(Задание A):
Перепишите из фрагмента об утопиях отрывок, начиная с «В конце 80‑х» и продолжая до «будут не те.» включительно.
(Задание B):
Согласно фрагменту об утопиях, в чьих работах реформаторы конца 80‑х найдут новые положительные образы?

(Фрагмент текста):
В конце 80‑х романтичные реформаторы, уставшие от лицемерия и стагнации, будут искать новые, положительные образы. И найдут их в работах творцов советской утопии. Найдут в действительности и прогрессоров, с которыми сами себя уже ассоциировать перестанут. Оставаясь в лучшем, литературном смысле «положительными персонажами», они обнаружат, что утопия, запланированная на бумаге, сильно отличается от того, что получается на практике. Последствия даже не социальные и экономические, а психологические, как мы знаем, будут крайне печальными. Общество, разочарованное в строительстве одной утопии, с крайне малой долей вероятности будет строить следующую. Конечно, самых оголтелых из утопистов это не остановит, и что-то, пусть и поменьше, они все равно попробуют построить. Из вежливости и в память о прошлом им даже не будут какое-то время мешать. Но ощущения все равно уже будут не те.
Сейчас влияние утопий идет на убыль. Современная архитектура Лас-Вегаса больше не учит жизни, новый яркий мир цифровой экономики оттеняют работы от Лоиса Лоури до вещающего из каждого цифрового текста неузнаваемого Оруэлла, где-то далеко бомбами и ракетами загоняют все глубже в пустыню тех, кто хотел зачем-то построить, не обращая внимание на мнение окружающих, царство бога на земле.

(Исходные данные):
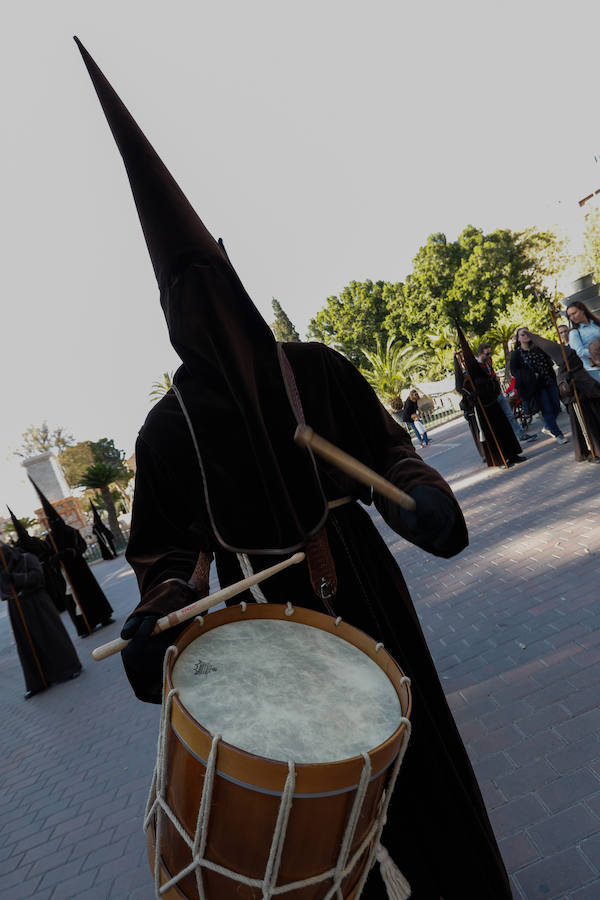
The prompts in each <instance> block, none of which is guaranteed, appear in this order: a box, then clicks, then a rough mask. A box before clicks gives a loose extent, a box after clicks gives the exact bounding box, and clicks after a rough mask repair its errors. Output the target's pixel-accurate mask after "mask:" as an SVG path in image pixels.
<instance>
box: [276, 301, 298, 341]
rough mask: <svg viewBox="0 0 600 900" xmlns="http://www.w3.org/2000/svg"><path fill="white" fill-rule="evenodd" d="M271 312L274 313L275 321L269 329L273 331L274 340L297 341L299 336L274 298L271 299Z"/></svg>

(Ожидаемый ответ A):
В конце 80‑х романтичные реформаторы, уставшие от лицемерия и стагнации, будут искать новые, положительные образы. И найдут их в работах творцов советской утопии. Найдут в действительности и прогрессоров, с которыми сами себя уже ассоциировать перестанут. Оставаясь в лучшем, литературном смысле «положительными персонажами», они обнаружат, что утопия, запланированная на бумаге, сильно отличается от того, что получается на практике. Последствия даже не социальные и экономические, а психологические, как мы знаем, будут крайне печальными. Общество, разочарованное в строительстве одной утопии, с крайне малой долей вероятности будет строить следующую. Конечно, самых оголтелых из утопистов это не остановит, и что-то, пусть и поменьше, они все равно попробуют построить. Из вежливости и в память о прошлом им даже не будут какое-то время мешать. Но ощущения все равно уже будут не те.

(Ожидаемый ответ B):
В работах творцов советской утопии.